* _SOURCE_:
I might have to revise these again since I don't really know if _hetzelfde_ and _soortgelijk _are used in the Dutch equivalents of these sentences.


----------



## ThomasK

My mistake maybe: it might have been better if I had used them in sentences. *Hetzelfde *= the same, strictly speaking quite the same, _*soortgelijk *_= similar (but not quite the same)...


----------



## apmoy70

In Greek:

Equal: *«Ίσος, -η, -ο»* ['isos] (mas.), ['isi] (fem.), ['iso] (neut.) < Classical adj. *«ἴσος, -ση, -σον» ísŏs* (masc.), *ísē* (fem.), *ísŏn* (neut.) --> _equal in number, strength, size, status_ (with obscure etymology possibly from PIE *ueid-, _to see, know_).

The same: *«Ίδιος, -α, -ο»* ['iðʝ͡os] (masc.), ['iðʝ͡a] (fem.), ['iðʝ͡o] (neut.) < Classical adj. *«ἴδιος, -ίᾱ, -ον» ídiŏs* (masc.), *ĭdíā* (fem.), *ídiŏn* (neut.) --> _one's own, pertaining to oneself, separate, distinct_ (PIE *sue-, _reflexive pronoun_).

*Note:* In Modern Greek *«ίδιος»* ['iðʝ͡os] (after synizesis) means _the same, identical_. *«Ίδιος»* ['iði.os] (without synizesis) retains its ancient meaning. In Modern Greek the phenomenon of semantic shift between two identically spelt words, but pronounced differently (e.g. when one has undergone desyllabification), is very common, for instance: 
*«άδεια»*: 
i/ ['aði.a] (without synizesis) -->  fem. noun sing. nom./acc. _leave of absence, licence_
   ii/ ['aðʝ͡a] (after synizesis) --> fem. sing. nom./acc. of adj. *«άδειος»* ['aðʝ͡os] --> _empty_ 

Similar: *«Όμοιος, -μοια, -μοιο»* ['omi.os] (masc.), ['omi.a] (fem.), ['omi.o] (neut.) < Classical adj. *«ὅμοιος, -μοιος, -μοιον» hómoiŏs* (masc. & fem.), *hómoiŏn* (neut.); also *«ὁμοῖος, -μοῖα, -μοῖον» hŏmoîŏs* (masc.), *hŏmoîa* (fem.), *hŏmoîŏn* (neut); *«ὁμός, 
-μὴ, -μόν» hŏmós* (masc.), *hŏmḕ* (fem.), *hŏmón* (neut.) --> _common, one and the same, equal, similar_ (PIE *som-h₂-o-, _same, equal_


----------



## ancalimon

Modern Turkish:

eş : identical, spouse, wife, husband
eşit : equal
aynı : same
similar: benzer, tıpkı


----------



## ThomasK

apmoy70 said:


> In Greek:
> 
> Equal: *«Ίσος, -η, -ο»* ['isos] (mas.), ['isi] (fem.), ['iso] (neut.) < Classical adj. *«ἴσος, -ση, -σον» ísŏs* (masc.), *ísē* (fem.), *ísŏn* (neut.) --> _equal in number, strength, size, status_ (with obscure etymology possibly from PIE *ueid-, _to see, know_).

* _STORED ROWS_:
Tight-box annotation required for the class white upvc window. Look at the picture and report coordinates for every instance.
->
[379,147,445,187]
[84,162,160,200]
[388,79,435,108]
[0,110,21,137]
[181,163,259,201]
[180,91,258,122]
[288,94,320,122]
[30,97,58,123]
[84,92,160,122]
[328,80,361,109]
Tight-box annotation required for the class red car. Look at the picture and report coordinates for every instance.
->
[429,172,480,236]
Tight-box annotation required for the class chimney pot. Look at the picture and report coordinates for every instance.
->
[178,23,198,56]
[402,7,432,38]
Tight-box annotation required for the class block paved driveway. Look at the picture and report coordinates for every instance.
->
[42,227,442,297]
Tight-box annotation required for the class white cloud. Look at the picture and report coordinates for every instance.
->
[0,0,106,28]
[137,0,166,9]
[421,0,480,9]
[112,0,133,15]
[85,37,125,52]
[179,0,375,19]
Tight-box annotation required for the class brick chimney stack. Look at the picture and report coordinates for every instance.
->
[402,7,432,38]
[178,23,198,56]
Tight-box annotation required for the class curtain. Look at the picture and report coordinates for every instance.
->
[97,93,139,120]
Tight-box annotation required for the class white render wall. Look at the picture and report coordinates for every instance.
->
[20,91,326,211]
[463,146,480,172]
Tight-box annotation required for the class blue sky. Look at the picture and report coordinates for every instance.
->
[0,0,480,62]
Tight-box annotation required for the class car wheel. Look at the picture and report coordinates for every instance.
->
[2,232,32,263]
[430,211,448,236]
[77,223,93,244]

...

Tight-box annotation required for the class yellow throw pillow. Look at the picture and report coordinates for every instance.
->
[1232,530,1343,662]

==

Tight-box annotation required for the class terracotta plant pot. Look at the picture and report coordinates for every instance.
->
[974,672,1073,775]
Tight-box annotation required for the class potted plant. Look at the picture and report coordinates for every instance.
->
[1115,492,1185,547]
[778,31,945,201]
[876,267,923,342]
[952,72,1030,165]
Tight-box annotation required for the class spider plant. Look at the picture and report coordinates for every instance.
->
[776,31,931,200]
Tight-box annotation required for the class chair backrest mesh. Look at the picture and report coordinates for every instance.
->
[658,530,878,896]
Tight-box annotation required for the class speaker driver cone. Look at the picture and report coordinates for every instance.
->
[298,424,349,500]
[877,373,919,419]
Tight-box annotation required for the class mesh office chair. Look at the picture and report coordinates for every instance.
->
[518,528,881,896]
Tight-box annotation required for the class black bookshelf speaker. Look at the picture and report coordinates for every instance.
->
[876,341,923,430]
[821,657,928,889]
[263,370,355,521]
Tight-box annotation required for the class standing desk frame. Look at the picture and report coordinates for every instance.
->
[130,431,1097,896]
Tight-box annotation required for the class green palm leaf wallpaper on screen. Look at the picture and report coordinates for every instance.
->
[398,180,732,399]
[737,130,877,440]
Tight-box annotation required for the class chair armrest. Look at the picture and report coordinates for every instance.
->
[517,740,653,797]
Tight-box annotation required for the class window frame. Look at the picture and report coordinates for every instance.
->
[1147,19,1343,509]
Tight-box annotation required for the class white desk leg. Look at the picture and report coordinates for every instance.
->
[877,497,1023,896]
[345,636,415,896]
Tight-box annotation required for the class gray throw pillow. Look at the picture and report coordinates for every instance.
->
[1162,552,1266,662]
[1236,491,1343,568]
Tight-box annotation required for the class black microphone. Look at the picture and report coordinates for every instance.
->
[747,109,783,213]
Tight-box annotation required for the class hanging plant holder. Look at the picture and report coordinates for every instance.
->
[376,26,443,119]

* _TASKS FOR THIS EXERCISE_:
A) In the forum thread, which Modern Turkish word is given for "same"?
B) Based on the forum thread, say whether each statement is true (yes or no), and quote the words that decide it. (i) In Modern Greek, «ίδιος» pronounced without synizesis means "the same, identical." (ii) The Turkish word "eş" can mean spouse. (iii) ThomasK glosses soortgelijk as meaning similar but not quite the same.
C) Resume the forum thread from the point where it stops.

* _TASK-BY-TASK RESULTS_:
A) aynı

B)
(i) No: "«Ίδιος» ['iði.os] (without synizesis) retains its ancient meaning."
(ii) Yes: "eş : identical, spouse, wife, husband"
(iii) Yes: "similar (but not quite the same)"

C)
> 
> Similar: *«Όμοιος, -μοια, -μοιο»* ['omi.os] (masc.), ['omi.a] (fem.), ['omi.o] (neut.) < Classical adj. *«ὅμοιος, -μοιος, -μοιον» hómoiŏs* (masc. & fem.), *hómoiŏn* (neut.); also *«ὁμοῖος, -μοῖα, -μοῖον» hŏmoîŏs* (masc.), *hŏmoîa* (fem.), *hŏmoîŏn* (neut); *«ὁμός,
> -μὴ, -μόν» hŏmós* (masc.), *hŏmḕ* (fem.), *hŏmón* (neut.) --> _common, one and the same, equal, similar_ (PIE *som-h₂-o-, _same, equal_


The /isos/ meaning probably explains the present meaning of 'equal' in English. And I believe there is something unlogical in h_omeopathy v_s. _homosexual_, the same /homoios/ root but a different form...



ancalimon said:


> Modern Turkish:
> 
> eş : identical, spouse, wife, husband
> eşit : equal
> aynı : same
> similar: benzer, tıpkı


The first one is quite interesting to me. In the best case we 'd we are the other half, but never the same...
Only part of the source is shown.